◆ **WHAT THE EXERCISE ASKS**
Reproduce the data below line for line, leaving out the pictures.

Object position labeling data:
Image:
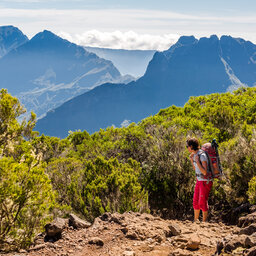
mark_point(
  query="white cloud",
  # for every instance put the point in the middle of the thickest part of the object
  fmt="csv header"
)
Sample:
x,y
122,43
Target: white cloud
x,y
126,28
122,40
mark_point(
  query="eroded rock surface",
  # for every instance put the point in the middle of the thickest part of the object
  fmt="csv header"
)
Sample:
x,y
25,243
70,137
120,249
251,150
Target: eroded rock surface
x,y
138,235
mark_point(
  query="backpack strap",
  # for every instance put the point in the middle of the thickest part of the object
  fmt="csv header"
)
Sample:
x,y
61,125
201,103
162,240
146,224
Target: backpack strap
x,y
209,174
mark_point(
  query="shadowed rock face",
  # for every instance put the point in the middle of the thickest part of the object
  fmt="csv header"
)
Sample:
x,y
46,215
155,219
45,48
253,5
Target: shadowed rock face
x,y
191,67
10,38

◆ **EXERCISE RESULT**
Image:
mark_point(
  query="white cloud",
  # for every instance put the point in the middle of the thickest part of the object
  fmt="csv header"
)
Sample:
x,y
122,43
Target: white cloud
x,y
126,28
122,40
mark_point(
  query="eroded rock surface",
  # for every instance put the point in the middle of the thickest part of the object
  fmt="csv header"
)
Sample:
x,y
25,243
70,137
120,249
251,150
Target: eroded rock surface
x,y
138,235
mark_point(
  query="backpack strap",
  # for every instance put the point in the middle of the thickest part of the object
  fmt="csv header"
)
Sample:
x,y
61,125
201,103
162,240
146,224
Target: backpack strap
x,y
209,174
mark_point(
  query="shadowed rock face",
  # for every instance put the point in the middle of the thickest part of the object
  fmt="csv header"
)
Sample:
x,y
46,215
155,219
45,48
253,5
Target: shadowed rock face
x,y
191,67
10,38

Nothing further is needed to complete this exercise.